STATED PROBLEM 1: List every sentence ending in a question mark in the forum thread about due process and the Facebook algorithm.
STATED PROBLEM 2: Carry on the forum thread about due process and the Facebook algorithm from its last sentence.

TEXT PROVIDED:
########

That seems to me like an overly restrictive definition.

What if the rules of the system are that a single individual gets to make all
final decisions, such as in a monarchy? Is that due process?

The definition of due process I've always operated on is much broader and
includes mechanisms such as the ability to appeal decisions and present your
case. I would argue that an adversarial process is also part of due process. I
don't think you have have due process in a system that is one-sided with no
advocacy for all sides on equal footing.

I'm uncertain about the distinction that due process needs to be public. If
two parties behind closed doors go through a process whose rules they believe
to be fair beforehand, is that due process?

------
AnonC
Actually, you cannot seriously separate the algorithm from the man. The
algorithm is a reflection of Mark Zuckerberg. Anyone who argues otherwise
ignores years of widely known precedents of how Mark Zuckerberg (along with a
few others) drove Facebook and its algorithms to be this way. The algorithm is
what’s made him so rich and continues to allow him to have so much
shareholding control on the company.

########

EXTRACTED ENTRIES:

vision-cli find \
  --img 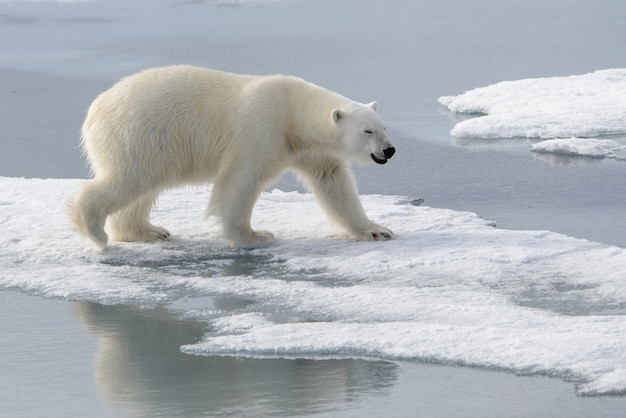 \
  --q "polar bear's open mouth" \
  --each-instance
[370,154,387,164]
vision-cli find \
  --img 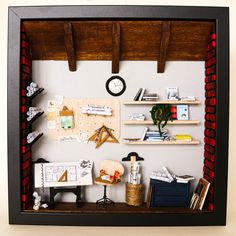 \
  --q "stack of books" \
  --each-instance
[128,113,146,121]
[82,105,112,116]
[151,166,195,184]
[190,178,210,210]
[151,166,175,183]
[141,127,170,142]
[134,88,159,101]
[180,96,196,102]
[173,134,193,142]
[142,93,159,101]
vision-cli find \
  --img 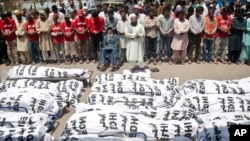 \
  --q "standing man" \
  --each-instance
[171,10,189,65]
[116,11,129,62]
[66,0,77,14]
[214,8,232,64]
[89,11,104,63]
[15,10,30,64]
[36,10,56,63]
[128,5,145,24]
[125,14,145,73]
[105,10,118,34]
[143,8,161,65]
[188,6,205,64]
[24,13,44,65]
[75,9,90,64]
[51,14,66,65]
[1,14,19,66]
[125,0,135,14]
[114,3,124,20]
[202,7,217,63]
[62,15,77,65]
[159,6,174,65]
[49,5,64,22]
[99,3,109,20]
[0,14,10,65]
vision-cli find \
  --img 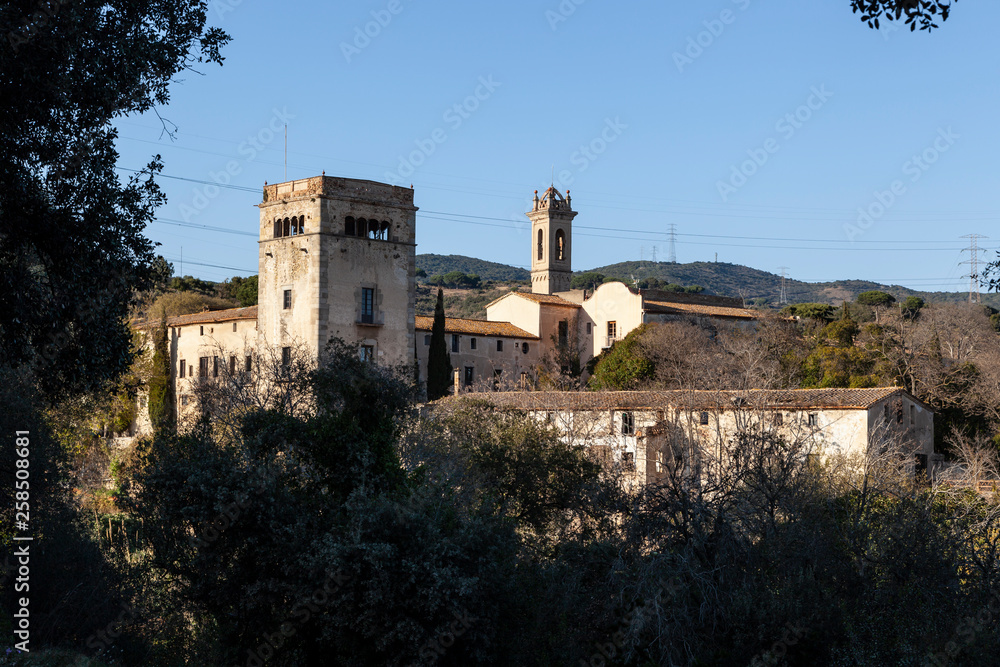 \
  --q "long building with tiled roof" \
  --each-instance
[446,387,940,482]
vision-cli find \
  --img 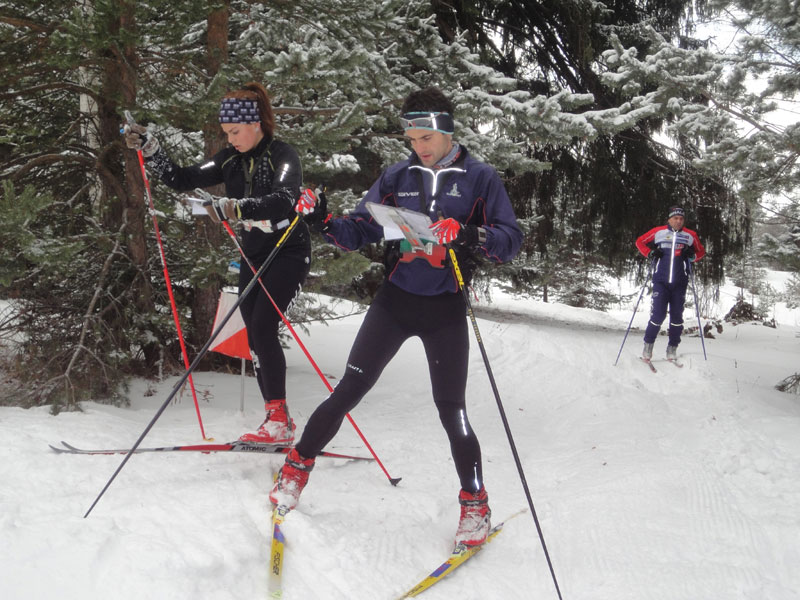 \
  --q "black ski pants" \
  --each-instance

########

TASK RESPONSE 1:
- What if the rules of the system are that a single individual gets to make all final decisions, such as in a monarchy?
- Is that due process?
- If two parties behind closed doors go through a process whose rules they believe to be fair beforehand, is that due process?

TASK RESPONSE 2:
------
moosey
I completely agree. I believe that social media algorithms should be declared
illegal human psychological experimentation. Anything other than supplying a
dumb pipe or obvious and simple mathematical explanations (for instance, a
calendar) should be outlawed as such.

No more 'showing you this based on your preferences' black holes of addiction.
No more conspiracy trails of nonsense.

------
JakeAl
The algorithm doesn't prevent me from sharing posts on my private Facebook
page from a professional ethics blog because they aren't PC enough for the
Facebook stasi. Imagine if the phone company or your email host prevented you
from communicating.

------
danemorgan
There can't be two problems?